* [Texte extrait]:
—————

Repérer le burn-in est complexe
Le mécanisme est d’autant plus redoutable qu’on ne l’identifie pas. Et c’est là tout le problème : repérer le burn-in est complexe. Le salarié concerné ne se rend même pas compte de cette lente descente aux enfers, il est totalement dans le déni, épuisé certes, mais exalté, presque enivré par la cadence de travail qu’il s’impose ou qu’on lui impose. Les résultats sont là, il est en train de réussir, il est persuadé que cela va faire avancer sa carrière, il n’est pas en capacité de réaliser qu’il va dans le mur.
L’un des signes les plus parlants de cette dégradation à bas bruit ? Le présentéisme accru. Total opposé de l’absentéisme, le présentéisme désigne une assiduité abusive sur le lieu de travail et en dehors : heures supplémentaires, travail à la maison en plus des tâches accomplies en entreprise, hyper connexion avec le bureau… L’incontestable signal d’alarme ? La présence sur le lieu de travail en dépit de la maladie (exemple type : venir au bureau avec une grippe et 38° de fièvre, pour ne pas entraver les tâches collectives).
Il y en a d’autres, physiques, cognitifs, psychologiques, plus ténus mais tout aussi parlants : la perturbation du sommeil, la fatigue croissante, les variations de poids, les céphalées, les douleurs dorsales, musculaires, la concentration et la mémoire qui s’effritent, les erreurs qui se multiplient, la sensation d’être dépassé, le besoin d’isolement, le désintérêt, les relations qui se détériorent, les conflits qui se multiplient…
Comment neutraliser le burn-in ?
Tous ces petits indices doivent constituer autant de warnings. Il faut ralentir le rythme. Vite. Impérativement. Quelques parades à mettre en place ?

—————

* [Données]:
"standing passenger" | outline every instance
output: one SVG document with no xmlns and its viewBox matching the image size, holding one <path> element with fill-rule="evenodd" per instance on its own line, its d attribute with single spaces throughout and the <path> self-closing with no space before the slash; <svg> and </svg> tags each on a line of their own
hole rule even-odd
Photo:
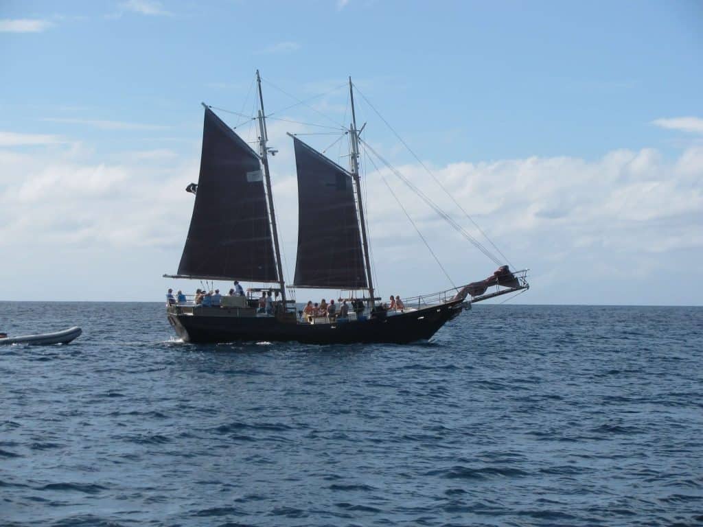
<svg viewBox="0 0 703 527">
<path fill-rule="evenodd" d="M 235 293 L 238 297 L 244 296 L 244 289 L 242 287 L 239 282 L 238 282 L 237 280 L 234 281 L 234 290 Z"/>
<path fill-rule="evenodd" d="M 219 307 L 220 302 L 222 299 L 222 295 L 219 294 L 219 289 L 215 289 L 215 294 L 212 295 L 212 306 L 214 307 Z"/>
<path fill-rule="evenodd" d="M 405 309 L 405 304 L 403 304 L 403 301 L 400 299 L 399 295 L 396 295 L 396 309 L 401 311 Z"/>
<path fill-rule="evenodd" d="M 273 314 L 273 299 L 271 298 L 271 291 L 266 296 L 266 312 L 269 315 Z"/>
<path fill-rule="evenodd" d="M 347 305 L 347 301 L 342 302 L 342 307 L 340 308 L 340 318 L 347 318 L 349 315 L 349 306 Z"/>
</svg>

—————

* [Consigne]:
Veuillez reprendre mot pour mot le passage du texte sur le burn-in qui va de « L’un des signes » jusqu'à « les tâches collectives). » inclus. Les enregistrements constituent un matériau à part, distinct du texte.

* [Réponse rédigée]:
L’un des signes les plus parlants de cette dégradation à bas bruit ? Le présentéisme accru. Total opposé de l’absentéisme, le présentéisme désigne une assiduité abusive sur le lieu de travail et en dehors : heures supplémentaires, travail à la maison en plus des tâches accomplies en entreprise, hyper connexion avec le bureau… L’incontestable signal d’alarme ? La présence sur le lieu de travail en dépit de la maladie (exemple type : venir au bureau avec une grippe et 38° de fièvre, pour ne pas entraver les tâches collectives).